Point localization data
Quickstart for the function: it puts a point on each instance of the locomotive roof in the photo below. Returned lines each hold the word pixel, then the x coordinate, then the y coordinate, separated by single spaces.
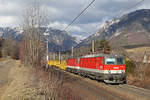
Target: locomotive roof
pixel 102 55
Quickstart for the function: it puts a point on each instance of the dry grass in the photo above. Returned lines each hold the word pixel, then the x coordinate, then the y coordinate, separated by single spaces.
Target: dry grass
pixel 137 50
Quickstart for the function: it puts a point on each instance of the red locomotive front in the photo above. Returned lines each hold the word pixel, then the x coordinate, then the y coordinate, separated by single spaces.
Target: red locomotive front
pixel 109 68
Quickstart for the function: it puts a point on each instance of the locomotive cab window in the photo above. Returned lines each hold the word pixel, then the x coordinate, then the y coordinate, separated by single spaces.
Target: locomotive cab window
pixel 120 61
pixel 110 61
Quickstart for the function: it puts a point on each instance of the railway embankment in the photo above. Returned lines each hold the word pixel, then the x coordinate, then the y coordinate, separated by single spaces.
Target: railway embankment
pixel 23 82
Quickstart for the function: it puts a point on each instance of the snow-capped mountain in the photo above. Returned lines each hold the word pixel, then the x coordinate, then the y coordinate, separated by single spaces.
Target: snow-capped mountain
pixel 58 40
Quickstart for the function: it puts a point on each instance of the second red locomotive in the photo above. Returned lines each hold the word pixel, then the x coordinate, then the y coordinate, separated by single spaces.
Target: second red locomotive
pixel 107 67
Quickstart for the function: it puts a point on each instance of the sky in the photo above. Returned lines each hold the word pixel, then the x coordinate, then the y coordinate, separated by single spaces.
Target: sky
pixel 62 12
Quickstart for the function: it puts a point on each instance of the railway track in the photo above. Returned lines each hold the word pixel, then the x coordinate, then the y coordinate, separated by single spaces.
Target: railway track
pixel 139 93
pixel 102 91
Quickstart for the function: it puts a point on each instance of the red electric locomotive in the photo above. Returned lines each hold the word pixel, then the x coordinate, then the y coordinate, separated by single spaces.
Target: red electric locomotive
pixel 107 67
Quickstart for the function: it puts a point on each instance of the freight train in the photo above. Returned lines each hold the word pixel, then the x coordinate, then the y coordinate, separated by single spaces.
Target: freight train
pixel 109 68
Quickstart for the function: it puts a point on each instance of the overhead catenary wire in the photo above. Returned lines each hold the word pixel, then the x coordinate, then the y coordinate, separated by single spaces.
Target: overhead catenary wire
pixel 131 7
pixel 79 14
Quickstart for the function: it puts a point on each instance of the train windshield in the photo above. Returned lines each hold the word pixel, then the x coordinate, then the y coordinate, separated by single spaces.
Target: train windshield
pixel 120 61
pixel 110 61
pixel 114 61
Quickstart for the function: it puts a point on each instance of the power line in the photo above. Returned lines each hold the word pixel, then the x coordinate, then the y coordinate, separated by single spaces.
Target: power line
pixel 133 6
pixel 79 14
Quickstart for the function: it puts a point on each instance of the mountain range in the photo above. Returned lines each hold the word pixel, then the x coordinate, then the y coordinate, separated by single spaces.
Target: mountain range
pixel 129 30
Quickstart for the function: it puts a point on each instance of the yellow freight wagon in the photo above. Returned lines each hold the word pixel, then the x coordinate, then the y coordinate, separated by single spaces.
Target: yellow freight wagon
pixel 59 64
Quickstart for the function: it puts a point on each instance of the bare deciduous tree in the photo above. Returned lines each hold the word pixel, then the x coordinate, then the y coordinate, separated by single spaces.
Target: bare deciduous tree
pixel 34 19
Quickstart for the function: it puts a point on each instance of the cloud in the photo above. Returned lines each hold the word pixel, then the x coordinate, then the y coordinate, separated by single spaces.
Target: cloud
pixel 61 13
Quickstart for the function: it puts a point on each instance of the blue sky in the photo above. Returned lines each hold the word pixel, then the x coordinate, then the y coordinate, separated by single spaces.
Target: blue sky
pixel 61 13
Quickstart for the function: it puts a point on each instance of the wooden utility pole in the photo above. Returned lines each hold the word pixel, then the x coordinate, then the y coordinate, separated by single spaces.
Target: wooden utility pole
pixel 47 50
pixel 93 46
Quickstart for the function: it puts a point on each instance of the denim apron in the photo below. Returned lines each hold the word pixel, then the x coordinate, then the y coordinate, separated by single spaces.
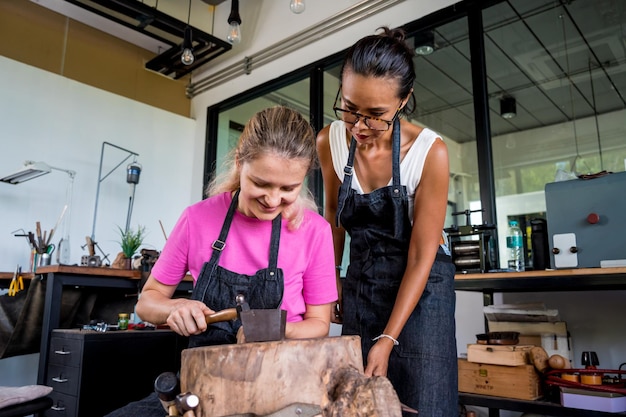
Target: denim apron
pixel 218 287
pixel 423 367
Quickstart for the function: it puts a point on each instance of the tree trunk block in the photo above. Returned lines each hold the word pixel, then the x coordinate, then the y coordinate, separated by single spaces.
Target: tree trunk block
pixel 265 377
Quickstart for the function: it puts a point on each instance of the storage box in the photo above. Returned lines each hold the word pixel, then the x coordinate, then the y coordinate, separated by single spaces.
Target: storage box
pixel 514 355
pixel 520 382
pixel 593 400
pixel 552 336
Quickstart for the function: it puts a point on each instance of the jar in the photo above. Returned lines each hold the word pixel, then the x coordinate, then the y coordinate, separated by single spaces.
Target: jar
pixel 122 321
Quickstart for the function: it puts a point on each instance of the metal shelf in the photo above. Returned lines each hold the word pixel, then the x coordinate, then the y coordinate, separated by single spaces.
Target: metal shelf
pixel 582 279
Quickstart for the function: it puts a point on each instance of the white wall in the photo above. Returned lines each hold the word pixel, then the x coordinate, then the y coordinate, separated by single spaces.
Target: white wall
pixel 46 117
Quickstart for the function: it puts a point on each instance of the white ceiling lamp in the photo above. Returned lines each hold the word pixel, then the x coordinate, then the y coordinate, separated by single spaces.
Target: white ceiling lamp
pixel 297 6
pixel 508 107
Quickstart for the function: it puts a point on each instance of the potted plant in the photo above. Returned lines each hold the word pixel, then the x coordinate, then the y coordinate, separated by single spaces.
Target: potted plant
pixel 130 241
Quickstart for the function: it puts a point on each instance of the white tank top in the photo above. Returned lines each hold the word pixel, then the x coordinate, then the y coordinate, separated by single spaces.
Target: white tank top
pixel 411 166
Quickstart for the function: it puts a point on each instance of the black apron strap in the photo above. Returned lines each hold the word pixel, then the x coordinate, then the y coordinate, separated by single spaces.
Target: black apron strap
pixel 347 181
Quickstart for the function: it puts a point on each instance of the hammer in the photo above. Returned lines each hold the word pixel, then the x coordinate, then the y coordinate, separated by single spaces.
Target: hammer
pixel 167 388
pixel 259 325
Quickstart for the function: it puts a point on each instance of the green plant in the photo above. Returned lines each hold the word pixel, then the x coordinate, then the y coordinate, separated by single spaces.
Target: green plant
pixel 131 240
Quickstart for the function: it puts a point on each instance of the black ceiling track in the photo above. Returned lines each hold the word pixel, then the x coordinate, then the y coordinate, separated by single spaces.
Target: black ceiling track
pixel 162 27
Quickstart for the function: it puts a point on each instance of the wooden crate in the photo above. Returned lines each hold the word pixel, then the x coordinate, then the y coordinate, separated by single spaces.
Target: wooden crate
pixel 514 355
pixel 520 382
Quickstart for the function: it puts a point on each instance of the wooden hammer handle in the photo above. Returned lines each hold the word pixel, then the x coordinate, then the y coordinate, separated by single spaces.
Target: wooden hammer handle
pixel 222 315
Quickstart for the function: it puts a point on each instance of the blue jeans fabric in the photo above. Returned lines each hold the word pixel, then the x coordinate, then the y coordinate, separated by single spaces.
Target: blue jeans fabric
pixel 423 367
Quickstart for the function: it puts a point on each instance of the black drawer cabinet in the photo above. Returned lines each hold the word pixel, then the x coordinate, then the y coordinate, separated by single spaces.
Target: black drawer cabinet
pixel 93 373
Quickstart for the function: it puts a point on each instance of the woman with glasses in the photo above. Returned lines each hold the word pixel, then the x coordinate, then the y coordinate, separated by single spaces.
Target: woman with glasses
pixel 386 185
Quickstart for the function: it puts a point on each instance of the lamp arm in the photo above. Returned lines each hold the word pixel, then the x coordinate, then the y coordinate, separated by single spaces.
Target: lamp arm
pixel 101 178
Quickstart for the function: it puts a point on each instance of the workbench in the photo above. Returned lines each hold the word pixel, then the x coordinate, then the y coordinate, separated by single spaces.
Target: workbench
pixel 59 276
pixel 580 279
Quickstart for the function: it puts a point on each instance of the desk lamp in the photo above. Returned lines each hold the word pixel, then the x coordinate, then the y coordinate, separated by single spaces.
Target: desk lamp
pixel 32 170
pixel 133 171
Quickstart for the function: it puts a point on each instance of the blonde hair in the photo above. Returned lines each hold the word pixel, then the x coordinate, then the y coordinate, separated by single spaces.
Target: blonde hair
pixel 279 131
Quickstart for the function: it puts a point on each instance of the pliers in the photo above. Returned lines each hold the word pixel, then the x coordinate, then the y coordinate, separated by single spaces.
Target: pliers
pixel 17 283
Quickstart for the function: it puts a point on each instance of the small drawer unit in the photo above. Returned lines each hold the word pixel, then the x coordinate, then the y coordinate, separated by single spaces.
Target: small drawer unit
pixel 93 373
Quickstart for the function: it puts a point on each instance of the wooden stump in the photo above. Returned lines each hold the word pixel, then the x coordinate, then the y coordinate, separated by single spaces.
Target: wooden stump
pixel 265 377
pixel 352 394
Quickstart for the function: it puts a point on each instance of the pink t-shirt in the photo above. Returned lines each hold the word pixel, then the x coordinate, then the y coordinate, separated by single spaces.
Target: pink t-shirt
pixel 305 255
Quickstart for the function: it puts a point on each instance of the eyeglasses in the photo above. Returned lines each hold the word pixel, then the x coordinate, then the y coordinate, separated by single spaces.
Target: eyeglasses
pixel 352 117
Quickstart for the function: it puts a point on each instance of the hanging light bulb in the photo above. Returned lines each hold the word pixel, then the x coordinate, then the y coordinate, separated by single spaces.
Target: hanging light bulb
pixel 297 6
pixel 234 20
pixel 187 56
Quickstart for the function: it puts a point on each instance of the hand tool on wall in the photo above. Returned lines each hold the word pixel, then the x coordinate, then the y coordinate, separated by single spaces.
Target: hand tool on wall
pixel 17 283
pixel 259 325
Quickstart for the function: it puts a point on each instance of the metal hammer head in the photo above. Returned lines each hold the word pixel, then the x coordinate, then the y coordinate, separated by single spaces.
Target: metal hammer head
pixel 261 325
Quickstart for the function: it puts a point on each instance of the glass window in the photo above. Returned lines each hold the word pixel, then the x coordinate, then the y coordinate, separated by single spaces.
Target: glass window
pixel 563 65
pixel 232 121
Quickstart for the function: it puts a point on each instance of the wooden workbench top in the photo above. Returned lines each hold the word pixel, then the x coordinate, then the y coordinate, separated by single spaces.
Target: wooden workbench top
pixel 544 274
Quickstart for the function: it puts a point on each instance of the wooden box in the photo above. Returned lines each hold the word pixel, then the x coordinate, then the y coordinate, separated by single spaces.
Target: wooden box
pixel 520 382
pixel 514 355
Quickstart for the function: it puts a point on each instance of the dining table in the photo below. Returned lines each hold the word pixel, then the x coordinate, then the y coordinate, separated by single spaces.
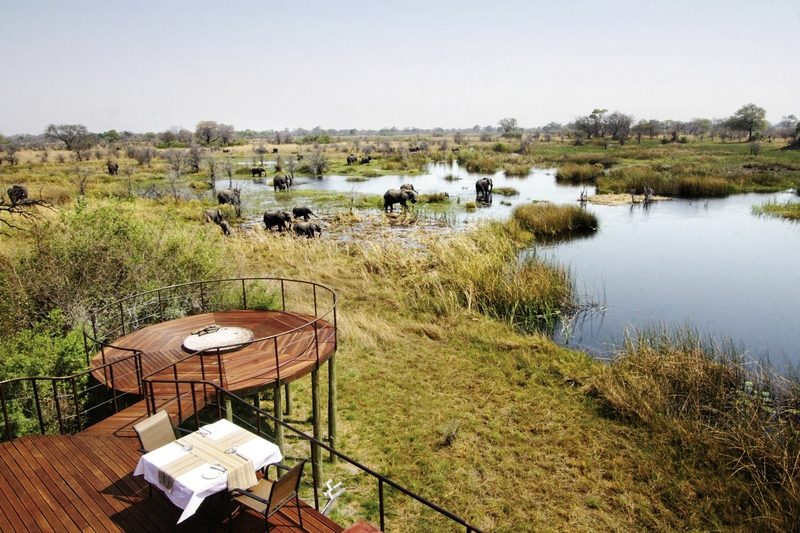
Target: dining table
pixel 216 457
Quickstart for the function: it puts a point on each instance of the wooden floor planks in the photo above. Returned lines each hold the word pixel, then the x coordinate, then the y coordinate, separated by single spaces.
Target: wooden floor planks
pixel 85 483
pixel 299 347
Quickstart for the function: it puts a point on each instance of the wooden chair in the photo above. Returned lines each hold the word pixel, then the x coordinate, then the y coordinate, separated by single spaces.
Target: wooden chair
pixel 154 432
pixel 268 497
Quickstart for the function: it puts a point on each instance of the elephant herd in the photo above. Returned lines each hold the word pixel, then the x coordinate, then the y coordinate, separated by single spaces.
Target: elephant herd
pixel 352 159
pixel 283 221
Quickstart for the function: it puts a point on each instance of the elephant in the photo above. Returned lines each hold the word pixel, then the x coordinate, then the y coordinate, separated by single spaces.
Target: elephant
pixel 17 194
pixel 307 229
pixel 213 215
pixel 483 189
pixel 302 211
pixel 229 196
pixel 281 183
pixel 398 196
pixel 282 219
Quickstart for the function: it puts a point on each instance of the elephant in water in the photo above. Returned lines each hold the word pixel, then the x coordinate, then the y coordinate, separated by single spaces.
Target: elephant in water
pixel 398 196
pixel 17 194
pixel 307 229
pixel 282 219
pixel 483 189
pixel 213 215
pixel 229 196
pixel 301 211
pixel 281 183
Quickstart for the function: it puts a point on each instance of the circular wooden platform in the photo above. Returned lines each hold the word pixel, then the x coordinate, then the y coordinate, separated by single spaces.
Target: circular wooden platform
pixel 287 347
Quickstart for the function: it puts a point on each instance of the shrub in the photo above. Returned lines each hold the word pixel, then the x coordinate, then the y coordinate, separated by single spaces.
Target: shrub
pixel 716 409
pixel 90 255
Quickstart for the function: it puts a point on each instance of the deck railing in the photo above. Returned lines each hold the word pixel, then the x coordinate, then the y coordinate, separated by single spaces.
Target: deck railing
pixel 67 404
pixel 238 405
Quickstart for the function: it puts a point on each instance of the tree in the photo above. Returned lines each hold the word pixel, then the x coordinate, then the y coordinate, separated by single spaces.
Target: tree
pixel 207 132
pixel 74 136
pixel 226 133
pixel 596 118
pixel 619 126
pixel 317 163
pixel 510 127
pixel 749 118
pixel 195 157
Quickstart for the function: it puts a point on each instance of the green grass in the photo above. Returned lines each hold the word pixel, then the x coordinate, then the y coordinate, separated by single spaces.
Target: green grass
pixel 547 221
pixel 579 173
pixel 789 210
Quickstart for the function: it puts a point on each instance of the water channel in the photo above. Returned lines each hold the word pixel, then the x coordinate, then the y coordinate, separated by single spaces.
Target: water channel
pixel 710 265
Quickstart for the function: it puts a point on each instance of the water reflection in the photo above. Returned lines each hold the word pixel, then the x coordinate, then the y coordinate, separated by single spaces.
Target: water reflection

## WHAT YOU SHOULD DO
The expected output is the lines above from the one containing "Target: metal hammer head" to the one containing "elephant in the", both ends included, reproduced exactly with every picture left out.

## EXERCISE RESPONSE
Target: metal hammer head
pixel 261 325
Quickstart for the function: it puts a point on each instance of the glass window in the photo above. Returned lines each hold the word pixel, then the x coordinate, then the y coordinate, separated by single spaces.
Target: glass window
pixel 563 65
pixel 232 121
Quickstart for the function: it puts a point on each instance of the wooden workbench top in the photo above. Returned lines each hold the word pixel, then the x coordinate, then the y coordinate, separated by single spaces.
Target: wooden workbench top
pixel 544 274
Quickstart for the function: it puts a point on each instance of the wooden box in the photo above. Returned lines each hold the word pixel, then the x coordinate, then the y coordinate, separated by single spaces.
Target: wooden box
pixel 520 382
pixel 514 355
Quickstart for the function: it puts a point on each instance of the dining table in the photo below. Returned lines each hold the word pixel, then the x coordinate, then the y coordinate, separated by single spaces.
Target: dining table
pixel 216 457
Quickstart for the function: it puts a point on each instance of the wooden floor planks in the photo above. Returned lines each hold the word pixel, then the x coordinate, then the y coordinate, separated by single spaces.
Target: wooden floor planks
pixel 85 483
pixel 299 347
Quickstart for the function: it puts a point on each instance of the wooden chair in the photo above. Returned lines each hold the word pixel, then the x coordinate, then the y coordinate, separated by single spaces.
Target: wooden chair
pixel 154 432
pixel 268 497
Quickstart for the function: it puts a point on each instance of the elephant herd in the photo above. Returned lines each hold the word pixel, then the x coordinate, then the y coordinate, separated by single spaces.
Target: elephant herd
pixel 352 159
pixel 283 221
Quickstart for the function: it puts a point on each instance of the elephant in the photo above. Returned lines each hold the word pixel, then the x coordinate, then the y coordinate, separated by single spaces.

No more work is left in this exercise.